◆ **Passage**:
══════════
Intelligence
Octopus Arms Have Minds of Their Own
Octopuses represent an alternative evolutionary path towards intelligence.
Posted July 16, 2019 Reviewed by Abigail Fagan
Octopuses and their relatives, like squid and cuttlefish, stand out from other invertebrates in terms of their cognitive complexity and the range of their behaviors. Despite their evolutionary distance from humans and other vertebrates, these animals can use tools, solve complex puzzles, recognize individual people, and explore objects through play.
They do all this and more with a completely unique nervous system.
Dominic Sivitilli, a graduate student in behavioral neuroscience and astrobiology at the University of Washington in Seattle, has built a new model to represent the flow of information between the octopus’s brain and arms. The model, based on previous research in octopus neuroscience and behavior and new observations collected in the lab, was presented at the 2019 Astrobiology Science Conference last month.
While vertebrates possess a highly centralized nervous system, octopuses instead evolved a distributed nervous system with multiple clusters of neurons called ganglia arranged in a network throughout the body. Of the octopus’s 500 million neurons, around 350 million are found in its eight arms.
The arms can independently touch, taste, and move without input from the brain. Even an arm that has been removed from the body can still perform various basic motions, such as reaching and grasping.
“This allows the octopus to outsource a lot of computational capacity from its brain into its arms, where the suckers serve as an important computational unit,” says Sivitilli. “Each sucker has its own cluster of neurons, or ganglion, that serves as a local sensory and motor integration center. This helps the octopus to process massive amounts of information in parallel.”
Parallel processing allows octopuses to react faster to incoming sensory information and to move and keep track of their position in space. Suckers on the arms can acquire sensory information from the environment, process it, and coordinate with neighboring suckers to initiate action, all without input from the brain.
So while the brain might not know exactly where the arms are in space, the arms know where each other are, and that’s enough to coordinate actions like crawling locomotion. The result is a bottom-up decision mechanism rather than the top-down mechanism typical of vertebrates, says Sivitilli.
══════════
◆ **Questions to answer**:
1. Say whether each statement agrees with the octopus article above, answering yes or no and quoting the words that decide it: (a) About 350 million of an octopus's neurons are in its arms. (b) An arm removed from the body can no longer reach or grasp. (c) The new model was presented at the 2019 Astrobiology Science Conference.
2. Please give the university where Dominic Sivitilli is a graduate student, according to the octopus article.

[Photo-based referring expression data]
══════════
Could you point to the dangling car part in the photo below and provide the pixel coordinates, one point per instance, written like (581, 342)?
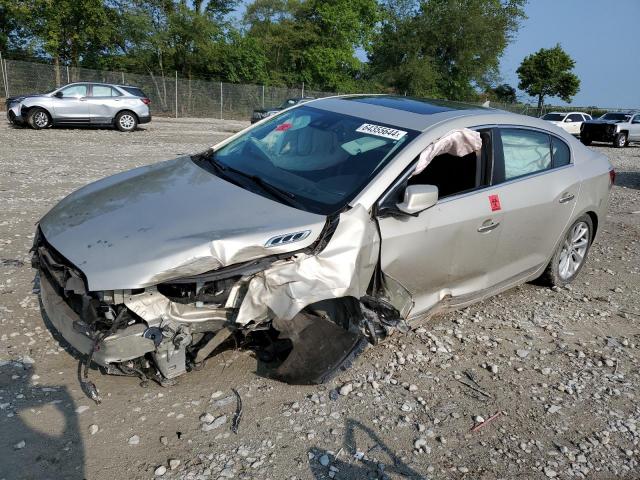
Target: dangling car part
(314, 233)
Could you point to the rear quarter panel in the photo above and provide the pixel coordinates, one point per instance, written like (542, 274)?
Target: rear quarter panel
(594, 194)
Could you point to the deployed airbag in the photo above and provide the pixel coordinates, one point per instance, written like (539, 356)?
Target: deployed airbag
(458, 143)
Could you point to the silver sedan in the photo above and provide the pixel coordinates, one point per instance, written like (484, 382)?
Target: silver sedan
(315, 233)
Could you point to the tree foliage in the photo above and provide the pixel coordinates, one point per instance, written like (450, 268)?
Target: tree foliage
(504, 93)
(548, 73)
(446, 48)
(442, 48)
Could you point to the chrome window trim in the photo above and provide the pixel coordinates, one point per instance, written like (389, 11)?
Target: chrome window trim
(547, 171)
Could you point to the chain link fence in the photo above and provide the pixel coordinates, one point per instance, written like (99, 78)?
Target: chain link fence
(183, 97)
(170, 95)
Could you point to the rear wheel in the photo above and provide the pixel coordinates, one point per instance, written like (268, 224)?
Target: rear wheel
(126, 121)
(571, 254)
(39, 118)
(620, 140)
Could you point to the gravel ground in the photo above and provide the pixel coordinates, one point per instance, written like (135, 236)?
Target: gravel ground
(553, 373)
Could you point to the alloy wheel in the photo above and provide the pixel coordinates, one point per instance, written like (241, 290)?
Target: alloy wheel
(41, 119)
(127, 121)
(574, 250)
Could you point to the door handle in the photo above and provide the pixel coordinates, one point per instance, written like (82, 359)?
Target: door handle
(489, 227)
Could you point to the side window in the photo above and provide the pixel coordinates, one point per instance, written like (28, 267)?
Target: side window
(560, 152)
(104, 91)
(453, 175)
(75, 91)
(524, 152)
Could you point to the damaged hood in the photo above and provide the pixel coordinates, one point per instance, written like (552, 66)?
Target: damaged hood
(166, 221)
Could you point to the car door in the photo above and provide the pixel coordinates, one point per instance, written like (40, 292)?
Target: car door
(572, 123)
(70, 104)
(537, 186)
(103, 103)
(634, 128)
(448, 248)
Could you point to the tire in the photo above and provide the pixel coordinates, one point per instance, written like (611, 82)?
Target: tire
(126, 121)
(558, 273)
(620, 140)
(39, 118)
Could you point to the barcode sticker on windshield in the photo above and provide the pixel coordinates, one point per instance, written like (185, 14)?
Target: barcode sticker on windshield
(381, 131)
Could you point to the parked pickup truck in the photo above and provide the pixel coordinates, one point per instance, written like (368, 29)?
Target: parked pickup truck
(617, 127)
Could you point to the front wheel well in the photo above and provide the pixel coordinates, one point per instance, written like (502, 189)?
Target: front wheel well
(24, 111)
(127, 111)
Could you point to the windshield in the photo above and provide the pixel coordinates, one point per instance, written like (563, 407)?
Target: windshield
(320, 160)
(616, 116)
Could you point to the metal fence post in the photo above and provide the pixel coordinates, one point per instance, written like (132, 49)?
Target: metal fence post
(5, 74)
(4, 85)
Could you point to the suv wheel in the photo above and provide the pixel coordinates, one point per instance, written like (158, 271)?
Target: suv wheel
(39, 118)
(571, 254)
(126, 121)
(620, 140)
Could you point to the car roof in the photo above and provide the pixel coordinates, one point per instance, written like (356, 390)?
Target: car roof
(404, 112)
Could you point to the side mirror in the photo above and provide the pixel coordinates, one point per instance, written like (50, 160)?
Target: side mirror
(418, 198)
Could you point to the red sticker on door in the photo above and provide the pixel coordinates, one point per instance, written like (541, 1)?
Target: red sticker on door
(494, 201)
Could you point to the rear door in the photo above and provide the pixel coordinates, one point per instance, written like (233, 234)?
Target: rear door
(447, 249)
(634, 128)
(104, 103)
(537, 186)
(72, 107)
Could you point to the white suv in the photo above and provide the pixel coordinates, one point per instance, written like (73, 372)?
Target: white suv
(568, 121)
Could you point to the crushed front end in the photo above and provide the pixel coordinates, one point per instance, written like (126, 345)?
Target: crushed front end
(162, 331)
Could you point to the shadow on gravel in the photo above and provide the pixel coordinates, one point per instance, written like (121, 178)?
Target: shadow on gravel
(628, 180)
(40, 436)
(371, 459)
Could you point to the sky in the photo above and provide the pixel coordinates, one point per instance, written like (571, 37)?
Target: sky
(602, 36)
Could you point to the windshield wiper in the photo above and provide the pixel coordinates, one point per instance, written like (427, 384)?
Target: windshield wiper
(285, 196)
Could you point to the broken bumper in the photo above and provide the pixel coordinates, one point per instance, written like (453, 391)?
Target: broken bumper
(126, 344)
(14, 114)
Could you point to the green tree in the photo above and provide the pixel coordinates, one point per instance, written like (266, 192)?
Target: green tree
(312, 41)
(446, 48)
(548, 73)
(70, 31)
(504, 93)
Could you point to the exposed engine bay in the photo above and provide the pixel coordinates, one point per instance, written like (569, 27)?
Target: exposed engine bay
(161, 332)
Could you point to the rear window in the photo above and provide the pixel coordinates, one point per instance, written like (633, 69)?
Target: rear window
(554, 117)
(135, 91)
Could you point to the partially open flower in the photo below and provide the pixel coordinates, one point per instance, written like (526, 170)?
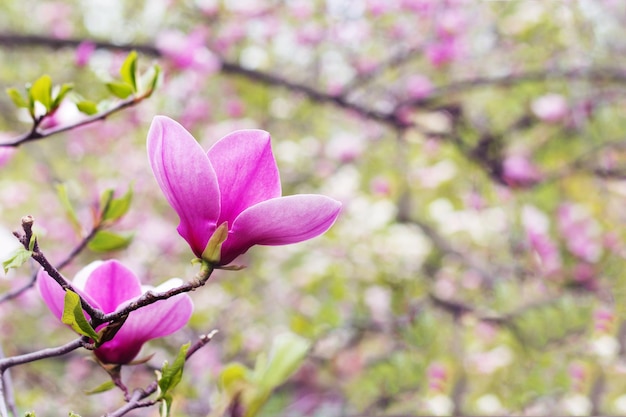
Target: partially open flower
(234, 187)
(109, 286)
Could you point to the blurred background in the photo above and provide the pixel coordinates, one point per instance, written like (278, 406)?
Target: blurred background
(478, 149)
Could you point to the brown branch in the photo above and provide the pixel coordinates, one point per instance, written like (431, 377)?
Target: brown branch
(35, 134)
(136, 399)
(16, 40)
(12, 361)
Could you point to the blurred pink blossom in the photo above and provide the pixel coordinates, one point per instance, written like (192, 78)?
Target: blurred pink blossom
(547, 251)
(551, 108)
(442, 52)
(84, 50)
(6, 154)
(188, 51)
(518, 171)
(419, 86)
(581, 233)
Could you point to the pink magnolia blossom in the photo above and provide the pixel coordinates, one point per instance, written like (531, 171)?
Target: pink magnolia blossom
(519, 171)
(109, 286)
(188, 51)
(236, 183)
══════════
◆ **Responses in order**:
1.
(a) Yes: "Of the octopus’s 500 million neurons, around 350 million are found in its eight arms."
(b) No: "Even an arm that has been removed from the body can still perform various basic motions, such as reaching and grasping."
(c) Yes: "was presented at the 2019 Astrobiology Science Conference last month."

2. The University of Washington in Seattle.